INFORMATION GIVEN:
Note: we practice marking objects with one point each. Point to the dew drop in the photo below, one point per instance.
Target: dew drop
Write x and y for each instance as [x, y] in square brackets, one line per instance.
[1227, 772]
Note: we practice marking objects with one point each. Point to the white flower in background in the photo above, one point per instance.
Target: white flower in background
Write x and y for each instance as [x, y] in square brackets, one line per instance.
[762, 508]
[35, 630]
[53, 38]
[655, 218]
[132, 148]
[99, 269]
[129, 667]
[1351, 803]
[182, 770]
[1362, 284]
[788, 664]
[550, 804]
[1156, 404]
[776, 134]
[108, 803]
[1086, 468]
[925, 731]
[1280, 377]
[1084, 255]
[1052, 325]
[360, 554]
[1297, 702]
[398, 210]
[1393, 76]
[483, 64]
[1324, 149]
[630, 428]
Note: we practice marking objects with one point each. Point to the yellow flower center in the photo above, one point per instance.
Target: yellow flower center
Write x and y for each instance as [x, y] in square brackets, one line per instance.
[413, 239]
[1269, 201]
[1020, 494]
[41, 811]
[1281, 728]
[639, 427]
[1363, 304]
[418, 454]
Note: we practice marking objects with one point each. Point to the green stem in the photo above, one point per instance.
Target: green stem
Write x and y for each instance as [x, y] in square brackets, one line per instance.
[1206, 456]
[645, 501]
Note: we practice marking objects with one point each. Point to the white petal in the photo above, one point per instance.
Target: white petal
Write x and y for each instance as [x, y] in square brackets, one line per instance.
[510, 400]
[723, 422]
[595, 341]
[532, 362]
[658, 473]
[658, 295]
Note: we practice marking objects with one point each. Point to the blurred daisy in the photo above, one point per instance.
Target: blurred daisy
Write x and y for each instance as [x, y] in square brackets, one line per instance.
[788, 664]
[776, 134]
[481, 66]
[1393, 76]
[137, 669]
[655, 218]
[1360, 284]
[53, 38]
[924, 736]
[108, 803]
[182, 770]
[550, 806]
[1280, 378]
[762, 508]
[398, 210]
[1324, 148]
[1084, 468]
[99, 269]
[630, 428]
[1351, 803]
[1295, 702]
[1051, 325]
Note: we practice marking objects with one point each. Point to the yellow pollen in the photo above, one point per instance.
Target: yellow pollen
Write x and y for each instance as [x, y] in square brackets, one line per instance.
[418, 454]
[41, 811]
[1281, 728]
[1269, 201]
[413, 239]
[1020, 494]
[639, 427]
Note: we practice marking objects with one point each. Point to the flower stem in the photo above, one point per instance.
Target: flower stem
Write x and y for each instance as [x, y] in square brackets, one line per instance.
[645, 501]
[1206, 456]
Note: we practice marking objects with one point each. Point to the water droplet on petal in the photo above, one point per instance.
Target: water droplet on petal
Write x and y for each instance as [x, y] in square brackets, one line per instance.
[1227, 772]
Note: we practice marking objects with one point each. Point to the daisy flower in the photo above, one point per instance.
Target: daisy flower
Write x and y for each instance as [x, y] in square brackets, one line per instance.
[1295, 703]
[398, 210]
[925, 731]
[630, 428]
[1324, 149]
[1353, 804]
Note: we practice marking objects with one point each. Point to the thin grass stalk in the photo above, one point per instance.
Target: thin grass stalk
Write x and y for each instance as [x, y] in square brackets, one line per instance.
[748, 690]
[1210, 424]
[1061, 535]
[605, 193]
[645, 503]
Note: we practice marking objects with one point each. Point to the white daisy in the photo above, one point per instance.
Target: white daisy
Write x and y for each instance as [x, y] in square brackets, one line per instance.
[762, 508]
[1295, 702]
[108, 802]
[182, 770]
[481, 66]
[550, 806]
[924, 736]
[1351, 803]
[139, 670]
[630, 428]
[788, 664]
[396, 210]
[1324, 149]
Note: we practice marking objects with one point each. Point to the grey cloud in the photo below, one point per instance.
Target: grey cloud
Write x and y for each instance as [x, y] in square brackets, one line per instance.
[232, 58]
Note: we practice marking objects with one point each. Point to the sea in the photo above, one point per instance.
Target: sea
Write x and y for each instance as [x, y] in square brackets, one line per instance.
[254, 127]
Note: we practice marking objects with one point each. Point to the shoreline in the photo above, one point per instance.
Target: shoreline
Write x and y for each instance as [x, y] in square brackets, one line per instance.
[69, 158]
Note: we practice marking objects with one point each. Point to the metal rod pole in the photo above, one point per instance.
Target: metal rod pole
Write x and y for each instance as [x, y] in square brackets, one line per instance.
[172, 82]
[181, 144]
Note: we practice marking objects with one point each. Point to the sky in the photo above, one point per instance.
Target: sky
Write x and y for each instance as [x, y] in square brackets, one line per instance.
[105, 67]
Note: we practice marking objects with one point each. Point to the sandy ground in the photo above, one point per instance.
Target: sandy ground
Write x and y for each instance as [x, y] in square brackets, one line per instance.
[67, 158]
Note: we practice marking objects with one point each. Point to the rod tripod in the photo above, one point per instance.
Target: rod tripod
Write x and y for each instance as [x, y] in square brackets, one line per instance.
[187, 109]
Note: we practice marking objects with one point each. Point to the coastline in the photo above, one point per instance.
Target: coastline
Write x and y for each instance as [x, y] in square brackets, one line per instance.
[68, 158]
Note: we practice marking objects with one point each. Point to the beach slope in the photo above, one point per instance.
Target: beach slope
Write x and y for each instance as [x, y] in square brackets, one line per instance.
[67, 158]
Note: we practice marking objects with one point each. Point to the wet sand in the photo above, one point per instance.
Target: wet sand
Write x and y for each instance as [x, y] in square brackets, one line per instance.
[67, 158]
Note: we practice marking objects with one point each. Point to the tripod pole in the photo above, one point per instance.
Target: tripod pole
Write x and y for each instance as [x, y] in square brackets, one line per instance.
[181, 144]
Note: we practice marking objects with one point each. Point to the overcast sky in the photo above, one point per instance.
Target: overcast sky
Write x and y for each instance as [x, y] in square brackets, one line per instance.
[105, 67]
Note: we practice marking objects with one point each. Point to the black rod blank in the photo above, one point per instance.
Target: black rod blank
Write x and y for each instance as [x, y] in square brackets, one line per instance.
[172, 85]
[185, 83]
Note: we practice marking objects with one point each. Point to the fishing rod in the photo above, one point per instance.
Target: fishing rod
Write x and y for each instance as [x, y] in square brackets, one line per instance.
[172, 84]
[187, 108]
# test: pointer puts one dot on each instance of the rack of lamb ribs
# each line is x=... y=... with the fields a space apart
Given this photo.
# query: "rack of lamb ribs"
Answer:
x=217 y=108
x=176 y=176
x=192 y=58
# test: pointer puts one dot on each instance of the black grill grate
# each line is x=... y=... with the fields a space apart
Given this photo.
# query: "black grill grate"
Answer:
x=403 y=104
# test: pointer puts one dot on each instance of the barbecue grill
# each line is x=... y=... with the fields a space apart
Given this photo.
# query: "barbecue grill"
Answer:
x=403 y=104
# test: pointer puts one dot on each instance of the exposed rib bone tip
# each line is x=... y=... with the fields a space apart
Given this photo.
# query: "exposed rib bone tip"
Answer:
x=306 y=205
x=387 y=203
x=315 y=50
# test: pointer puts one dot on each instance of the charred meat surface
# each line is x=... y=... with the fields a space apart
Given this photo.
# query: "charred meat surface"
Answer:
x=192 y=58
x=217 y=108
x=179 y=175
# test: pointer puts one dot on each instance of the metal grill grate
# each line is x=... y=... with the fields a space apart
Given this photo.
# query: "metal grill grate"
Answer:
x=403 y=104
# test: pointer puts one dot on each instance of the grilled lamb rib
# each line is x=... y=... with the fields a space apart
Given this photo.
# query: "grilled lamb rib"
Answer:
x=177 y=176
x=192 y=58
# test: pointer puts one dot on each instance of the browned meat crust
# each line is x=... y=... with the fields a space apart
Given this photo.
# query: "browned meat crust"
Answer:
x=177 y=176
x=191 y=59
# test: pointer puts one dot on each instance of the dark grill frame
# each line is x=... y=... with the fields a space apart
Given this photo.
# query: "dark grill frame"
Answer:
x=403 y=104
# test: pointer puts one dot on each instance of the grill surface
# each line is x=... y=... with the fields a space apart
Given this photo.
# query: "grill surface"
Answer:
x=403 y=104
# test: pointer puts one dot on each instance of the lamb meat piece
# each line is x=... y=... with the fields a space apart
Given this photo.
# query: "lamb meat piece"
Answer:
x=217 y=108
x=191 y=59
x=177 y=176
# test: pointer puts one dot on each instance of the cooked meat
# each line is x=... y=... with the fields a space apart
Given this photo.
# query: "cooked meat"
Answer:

EXERCISE AIM:
A verbatim transcription is needed of the lines above, starting at the line with "the exposed rib bone tip" and ending at the line with "the cooked meat", both included, and of nothing else.

ANSWER BOX:
# test: pointer puts one dot on each instance of the exposed rib bone tip
# each line is x=... y=... with the fields a space apart
Given this photo.
# query: "exposed rib bone tip"
Answer:
x=306 y=205
x=387 y=203
x=315 y=50
# test: pointer puts one dot on each instance of the charred meat surface
# each line is x=... y=... with the fields a space apart
Given this photo.
# query: "charred meat surface"
Answer:
x=192 y=58
x=217 y=108
x=179 y=175
# test: pointer puts one dot on each instance of the metal grill grate
# each line is x=... y=... with the fields a space apart
Given this photo.
# query: "metal grill grate"
Answer:
x=403 y=104
# test: pointer puts one dot on each instance of the grilled lamb rib
# each line is x=... y=... with the fields a space apart
Given this photo.
# query: "grilled lamb rib"
Answer:
x=177 y=176
x=192 y=58
# test: pointer puts one dot on each instance of the browned meat crust
# each line is x=... y=... with the fields a space apart
Given this photo.
# query: "browned meat crust"
Answer:
x=177 y=176
x=191 y=59
# test: pointer puts one dot on each instance of the dark grill frame
# each line is x=... y=... with the fields a space apart
Given this photo.
# query: "dark grill frame"
Answer:
x=403 y=104
# test: pointer puts one dot on each instance of the grill surface
# each line is x=... y=... with the fields a space apart
Given this photo.
# query: "grill surface"
Answer:
x=403 y=104
# test: pointer puts one dot on each instance of the lamb meat piece
# each line is x=... y=... with the fields a space apart
Given this photo.
# query: "lamb meat piece"
Answer:
x=217 y=108
x=191 y=59
x=177 y=176
# test: pointer puts one dot on each instance of the cooked meat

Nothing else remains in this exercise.